--- Excerpt to read Enclosed Below ---
2.26.2012

tomorrow -

(12:06am, sun26feb)

i lit a cigarette
off the last glowing embers
of a mostly dead world

you and i had arrived together
while the flames still soared
as high as ourselves

broken glass and carbon crunching
echoed loud, the heavy footsteps
of the only two people left

we left before the wind picked up
you wanted to explore, but i knew
you'd hate the ash in your eyes

home, brushing off dust,
"where were you?" inevitably asked
a shared look - "tomorrow."

(12:14am)

2.21.2012

punctuation

an isolated bark in the night
is a fine period for a day
slinging a thousand words about nothing
while quietly chanting "living the dream"
until i believe it

2.18.2012

blue twilight

this blue twilight din
comes in waves
when acting as a
compliment to the
streetlights
it caresses
moving in step
across all downtowns

it is not the wind;
for the wind is fickle

this blue twilight din
contrasts rush hour lullabyes
coaxing us to
nod our heads
to rhythms or
the tune of sleep

it makes pillows of damp street corners
and palaces out of underpasses
from within its thrall
all houses seem wanting

this is the romance
in empty stomachs

this is the siren's song
of railroads, boxcars and harmonicas

this is where we all go
when the grace of god has been lifted
and gravity takes hold at the crossroads
dragging us inexorably south
for the winter

this blue twilight din
is ringing in my bones
calling me outside
to wander

2.14.2012

f, s, and other curses

so i made some crab cakes tonight, and brought some of the mix home. when i tried it, it was terrible.

now, instead of sleeping in and going into work at a leisurely 4:30 as scheduled, i'm waking up at 7 so i can get in and fix this before the store opens.

fuuuuuuck.
--- End of Enclosed Excerpt to read ---
Tasks:
• a. According to the dated entries, when was the writer originally scheduled to go into work in the 2.14.2012 entry?
• b. State whether each statement agrees with the dated entries, and support each judgment with the deciding words of the text. (i) In "blue twilight," the din is described as the wind. (ii) The crab cake mix tasted terrible when the writer tried it at home. (iii) In "tomorrow -," the two people left before the wind picked up.
--- Data supplied Enclosed Below ---
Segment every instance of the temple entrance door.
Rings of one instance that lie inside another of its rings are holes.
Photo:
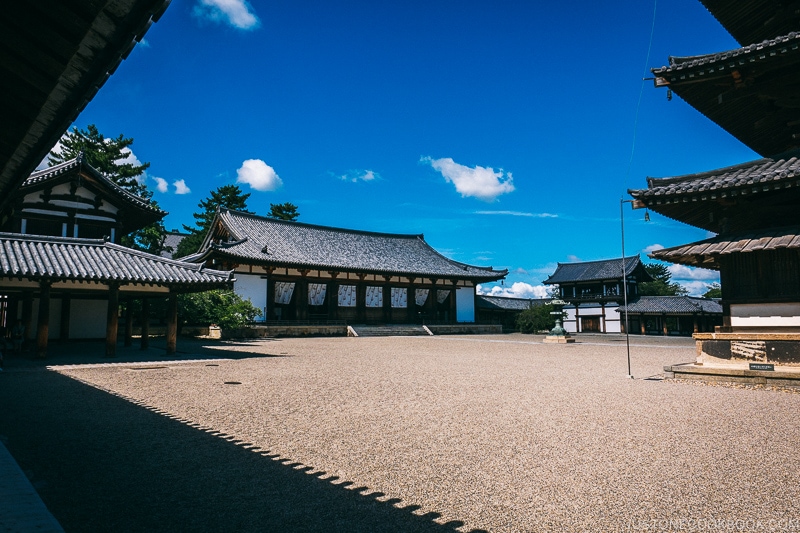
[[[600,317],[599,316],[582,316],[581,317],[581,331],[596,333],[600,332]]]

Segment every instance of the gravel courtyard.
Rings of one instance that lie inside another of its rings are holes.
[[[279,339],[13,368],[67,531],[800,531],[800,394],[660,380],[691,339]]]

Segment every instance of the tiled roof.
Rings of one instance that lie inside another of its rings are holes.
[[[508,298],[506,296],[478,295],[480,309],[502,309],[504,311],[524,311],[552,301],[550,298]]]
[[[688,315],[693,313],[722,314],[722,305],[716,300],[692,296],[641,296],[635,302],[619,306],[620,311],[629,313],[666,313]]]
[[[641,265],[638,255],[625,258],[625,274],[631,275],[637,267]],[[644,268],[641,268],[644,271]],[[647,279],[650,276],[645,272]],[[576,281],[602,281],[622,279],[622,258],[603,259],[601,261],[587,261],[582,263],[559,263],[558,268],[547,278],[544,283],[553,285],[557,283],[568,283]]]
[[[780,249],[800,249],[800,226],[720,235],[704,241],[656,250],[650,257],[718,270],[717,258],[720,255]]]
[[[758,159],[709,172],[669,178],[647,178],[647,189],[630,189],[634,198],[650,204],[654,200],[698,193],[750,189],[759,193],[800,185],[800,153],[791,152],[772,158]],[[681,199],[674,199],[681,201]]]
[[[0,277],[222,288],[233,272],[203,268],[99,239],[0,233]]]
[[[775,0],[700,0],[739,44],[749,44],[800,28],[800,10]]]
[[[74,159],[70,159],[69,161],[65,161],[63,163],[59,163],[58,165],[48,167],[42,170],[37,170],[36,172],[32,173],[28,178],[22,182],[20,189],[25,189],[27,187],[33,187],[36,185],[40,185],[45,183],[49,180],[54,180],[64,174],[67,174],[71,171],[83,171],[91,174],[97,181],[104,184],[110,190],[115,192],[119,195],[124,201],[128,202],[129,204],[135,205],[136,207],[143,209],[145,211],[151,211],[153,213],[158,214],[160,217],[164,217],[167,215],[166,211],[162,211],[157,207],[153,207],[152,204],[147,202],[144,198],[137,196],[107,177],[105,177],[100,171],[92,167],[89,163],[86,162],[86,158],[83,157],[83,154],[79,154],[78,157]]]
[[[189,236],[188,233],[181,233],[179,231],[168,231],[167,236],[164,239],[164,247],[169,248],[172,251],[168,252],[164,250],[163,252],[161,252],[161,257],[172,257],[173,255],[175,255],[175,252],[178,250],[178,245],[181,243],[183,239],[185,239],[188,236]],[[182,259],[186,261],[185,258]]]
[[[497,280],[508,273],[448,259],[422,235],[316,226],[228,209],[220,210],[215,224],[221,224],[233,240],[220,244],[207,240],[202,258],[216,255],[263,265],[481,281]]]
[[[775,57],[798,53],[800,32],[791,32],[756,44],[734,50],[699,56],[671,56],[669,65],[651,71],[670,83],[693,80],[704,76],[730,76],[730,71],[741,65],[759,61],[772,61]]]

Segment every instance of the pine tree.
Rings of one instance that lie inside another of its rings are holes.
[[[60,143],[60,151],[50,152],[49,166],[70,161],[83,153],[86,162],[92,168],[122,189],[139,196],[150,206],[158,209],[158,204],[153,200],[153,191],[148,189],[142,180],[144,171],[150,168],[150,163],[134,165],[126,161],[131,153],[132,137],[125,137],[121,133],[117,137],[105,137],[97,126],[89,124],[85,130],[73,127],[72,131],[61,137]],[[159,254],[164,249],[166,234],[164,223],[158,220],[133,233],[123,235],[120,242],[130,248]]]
--- End of Enclosed Data supplied ---
--- Data supplied Enclosed Below ---
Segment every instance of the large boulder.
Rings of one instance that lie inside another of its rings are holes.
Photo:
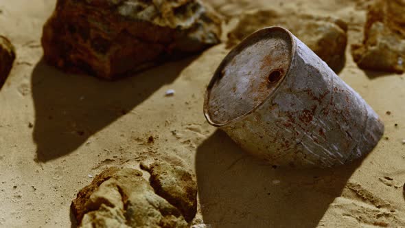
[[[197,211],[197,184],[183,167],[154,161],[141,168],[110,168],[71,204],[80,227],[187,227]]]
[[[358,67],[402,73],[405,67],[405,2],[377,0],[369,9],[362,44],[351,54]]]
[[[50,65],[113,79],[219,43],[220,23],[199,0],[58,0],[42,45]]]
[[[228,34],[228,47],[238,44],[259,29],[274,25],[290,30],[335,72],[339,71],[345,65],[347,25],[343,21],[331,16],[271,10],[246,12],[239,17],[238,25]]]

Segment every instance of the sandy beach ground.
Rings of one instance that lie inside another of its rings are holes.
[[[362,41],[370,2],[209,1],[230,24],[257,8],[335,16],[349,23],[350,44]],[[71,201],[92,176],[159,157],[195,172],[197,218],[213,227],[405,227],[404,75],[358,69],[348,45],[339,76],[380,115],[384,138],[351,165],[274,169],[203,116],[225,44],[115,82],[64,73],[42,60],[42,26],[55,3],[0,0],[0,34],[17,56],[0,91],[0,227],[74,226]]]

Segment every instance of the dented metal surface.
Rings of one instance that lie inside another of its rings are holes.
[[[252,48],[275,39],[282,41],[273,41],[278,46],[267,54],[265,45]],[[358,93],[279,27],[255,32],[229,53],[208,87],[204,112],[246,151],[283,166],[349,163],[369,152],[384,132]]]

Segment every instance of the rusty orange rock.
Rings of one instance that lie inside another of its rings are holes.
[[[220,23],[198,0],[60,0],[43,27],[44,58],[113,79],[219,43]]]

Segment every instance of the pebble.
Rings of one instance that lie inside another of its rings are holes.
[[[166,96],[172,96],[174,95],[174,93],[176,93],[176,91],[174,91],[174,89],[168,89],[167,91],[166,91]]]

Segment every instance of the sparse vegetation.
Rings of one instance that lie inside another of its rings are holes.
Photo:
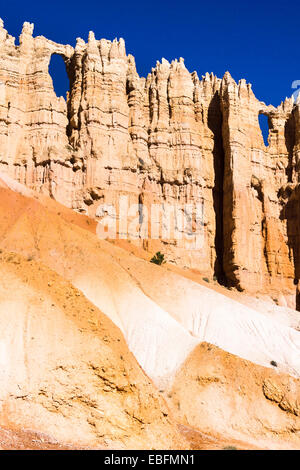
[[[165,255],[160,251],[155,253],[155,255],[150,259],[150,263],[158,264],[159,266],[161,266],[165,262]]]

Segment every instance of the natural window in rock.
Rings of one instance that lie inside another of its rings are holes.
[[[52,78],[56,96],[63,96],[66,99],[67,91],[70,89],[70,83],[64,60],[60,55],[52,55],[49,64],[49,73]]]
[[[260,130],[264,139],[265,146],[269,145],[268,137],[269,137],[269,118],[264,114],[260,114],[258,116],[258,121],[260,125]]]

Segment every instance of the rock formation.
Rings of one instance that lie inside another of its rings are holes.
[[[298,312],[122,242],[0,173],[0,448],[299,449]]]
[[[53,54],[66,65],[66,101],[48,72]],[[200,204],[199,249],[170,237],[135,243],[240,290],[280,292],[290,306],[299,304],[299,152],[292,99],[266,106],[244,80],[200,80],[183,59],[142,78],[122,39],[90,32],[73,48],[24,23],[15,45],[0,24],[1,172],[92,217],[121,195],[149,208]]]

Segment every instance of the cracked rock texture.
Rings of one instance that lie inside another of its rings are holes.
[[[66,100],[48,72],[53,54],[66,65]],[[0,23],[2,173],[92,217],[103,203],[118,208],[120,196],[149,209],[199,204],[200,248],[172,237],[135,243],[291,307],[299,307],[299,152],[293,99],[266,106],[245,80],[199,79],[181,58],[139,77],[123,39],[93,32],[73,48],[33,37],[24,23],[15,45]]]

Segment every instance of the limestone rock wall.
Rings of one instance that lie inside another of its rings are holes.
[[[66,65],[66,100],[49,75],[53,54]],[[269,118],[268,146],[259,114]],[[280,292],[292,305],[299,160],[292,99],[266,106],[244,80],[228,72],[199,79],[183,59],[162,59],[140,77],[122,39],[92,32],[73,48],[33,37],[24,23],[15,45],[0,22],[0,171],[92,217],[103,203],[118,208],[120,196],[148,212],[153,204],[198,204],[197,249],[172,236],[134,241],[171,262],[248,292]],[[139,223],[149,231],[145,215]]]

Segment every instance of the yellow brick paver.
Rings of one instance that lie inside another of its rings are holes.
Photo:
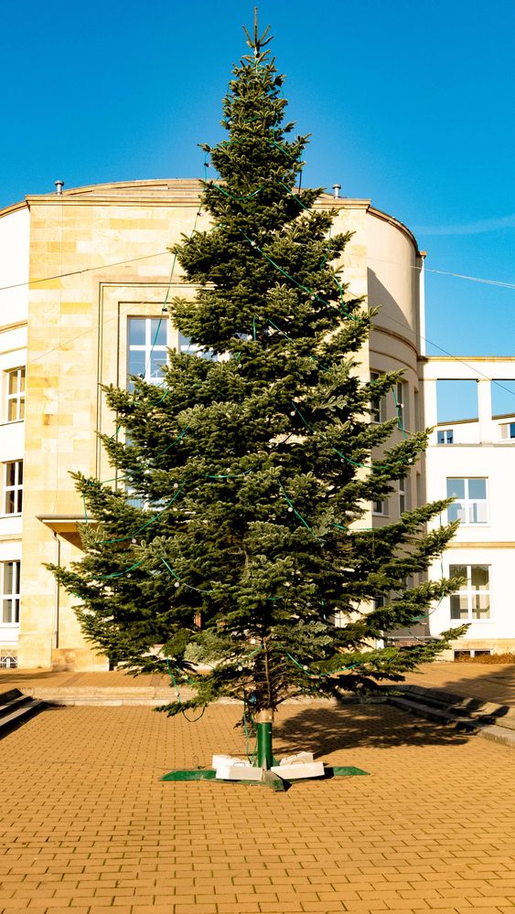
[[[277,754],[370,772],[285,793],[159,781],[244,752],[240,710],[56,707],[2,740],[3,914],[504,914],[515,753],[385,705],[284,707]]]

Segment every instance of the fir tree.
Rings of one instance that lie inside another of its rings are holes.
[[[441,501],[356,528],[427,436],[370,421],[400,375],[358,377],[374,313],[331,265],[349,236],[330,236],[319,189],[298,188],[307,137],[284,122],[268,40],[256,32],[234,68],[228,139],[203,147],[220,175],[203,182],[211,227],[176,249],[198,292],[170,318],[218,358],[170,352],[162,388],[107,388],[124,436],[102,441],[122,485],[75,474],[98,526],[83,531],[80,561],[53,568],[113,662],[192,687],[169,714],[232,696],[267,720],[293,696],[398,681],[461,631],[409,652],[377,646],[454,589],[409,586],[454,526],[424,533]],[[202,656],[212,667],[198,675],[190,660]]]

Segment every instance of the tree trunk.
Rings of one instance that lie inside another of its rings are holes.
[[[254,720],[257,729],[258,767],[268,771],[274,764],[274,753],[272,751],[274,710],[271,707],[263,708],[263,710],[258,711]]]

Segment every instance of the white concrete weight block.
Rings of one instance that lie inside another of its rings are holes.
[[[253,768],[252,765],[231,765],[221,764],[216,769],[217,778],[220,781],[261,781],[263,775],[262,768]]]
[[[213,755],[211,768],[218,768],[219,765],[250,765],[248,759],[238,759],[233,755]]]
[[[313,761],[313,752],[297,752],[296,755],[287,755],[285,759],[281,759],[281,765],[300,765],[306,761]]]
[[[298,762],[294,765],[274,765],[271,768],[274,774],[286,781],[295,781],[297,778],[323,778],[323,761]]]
--- End of Enclosed Data supplied ---
Answers to the exercise:
• a. At 4:30.

• b.
(i) No: "it is not the wind;"
(ii) Yes: "when i tried it, it was terrible."
(iii) Yes: "we left before the wind picked up"